## [Selected passage]

About the role
ThoughtSpot is seeking an experienced Staff Engineer to lead the architecture and evolution of our Cloud Infrastructure and Observability control plane. You will lead the design of a multi-cloud control plane (AWS, GCP, Azure) that powers our Business Intelligence (BI) application, ensuring it is resilient, cost-efficient, and deeply observable. This role is ideal for a distributed systems expert who wants to solve complex challenges like Multi-Cloud Disaster Recovery, AI-Driven Operations, and FinOps-as-Code, while enabling engineering velocity through self-service platforms.
What you will do:
Architect the Next-Gen Observability Stack
-
Build the "Single Pane of Glass": Design and operationalize a cutting-edge observability pipeline (Logs, Metrics, Traces) using Prometheus, ELK/EFK, Kafka, and OpenTelemetry.
-
AI-Powered Operations: Lead the development of a customer-facing Operations Portal that incorporates AI agents and analytics to provide real-time health insights, automated root cause analysis, and QoS visibility to our customers.

## [Images for object localization]
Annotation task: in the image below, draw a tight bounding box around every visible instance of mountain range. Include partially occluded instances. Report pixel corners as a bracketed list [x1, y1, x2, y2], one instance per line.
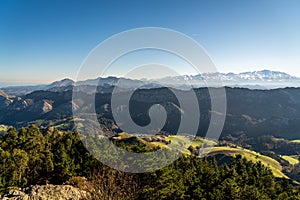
[0, 70, 300, 96]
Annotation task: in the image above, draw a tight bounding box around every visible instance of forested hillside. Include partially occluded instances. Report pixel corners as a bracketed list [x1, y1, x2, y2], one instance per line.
[0, 125, 300, 199]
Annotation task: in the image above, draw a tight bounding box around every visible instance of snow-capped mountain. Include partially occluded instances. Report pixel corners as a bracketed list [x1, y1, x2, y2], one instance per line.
[148, 70, 300, 89]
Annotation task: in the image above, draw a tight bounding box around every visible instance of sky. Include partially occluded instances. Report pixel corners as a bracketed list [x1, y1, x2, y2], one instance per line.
[0, 0, 300, 83]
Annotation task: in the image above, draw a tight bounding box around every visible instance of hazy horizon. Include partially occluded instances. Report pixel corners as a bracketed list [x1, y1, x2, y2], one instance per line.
[0, 0, 300, 83]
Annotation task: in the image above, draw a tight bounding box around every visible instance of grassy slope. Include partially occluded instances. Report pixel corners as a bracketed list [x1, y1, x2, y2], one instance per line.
[116, 133, 288, 178]
[203, 147, 288, 178]
[162, 136, 288, 178]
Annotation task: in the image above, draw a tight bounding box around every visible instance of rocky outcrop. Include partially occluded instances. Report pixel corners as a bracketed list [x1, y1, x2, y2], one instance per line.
[1, 185, 87, 200]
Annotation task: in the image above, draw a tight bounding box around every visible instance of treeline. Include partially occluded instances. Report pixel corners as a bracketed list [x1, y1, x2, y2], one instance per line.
[0, 125, 300, 200]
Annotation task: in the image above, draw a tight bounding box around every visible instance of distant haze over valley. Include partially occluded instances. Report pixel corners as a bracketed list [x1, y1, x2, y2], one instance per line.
[0, 70, 300, 95]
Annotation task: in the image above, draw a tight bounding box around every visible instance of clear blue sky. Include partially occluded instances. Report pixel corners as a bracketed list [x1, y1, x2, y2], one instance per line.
[0, 0, 300, 82]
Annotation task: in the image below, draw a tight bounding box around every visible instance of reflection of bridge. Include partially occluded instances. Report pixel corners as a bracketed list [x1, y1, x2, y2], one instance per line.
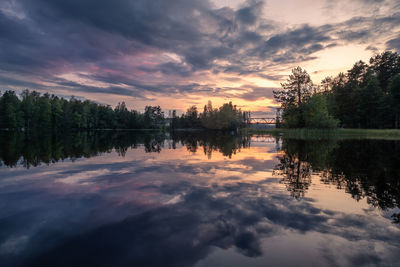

## [Check your understanding]
(1) Answer these questions about the ThoughtSpot job posting:
(a) Which cloud providers will the multi-cloud control plane span?
(b) Which tools are named for building the observability pipeline?
(c) What does the customer-facing Operations Portal incorporate to provide its insights?
(2) Rewrite the ThoughtSpot job posting starting with "What you will" and going on through "to our customers.", substituting "telemetry pipeline" for "observability pipeline".

## [Solutions]
(1)
(a) AWS, GCP, and Azure.
(b) Prometheus, ELK/EFK, Kafka, and OpenTelemetry.
(c) AI agents and analytics.

(2)
What you will do:
Architect the Next-Gen Observability Stack
-
Build the "Single Pane of Glass": Design and operationalize a cutting-edge telemetry pipeline (Logs, Metrics, Traces) using Prometheus, ELK/EFK, Kafka, and OpenTelemetry.
-
AI-Powered Operations: Lead the development of a customer-facing Operations Portal that incorporates AI agents and analytics to provide real-time health insights, automated root cause analysis, and QoS visibility to our customers.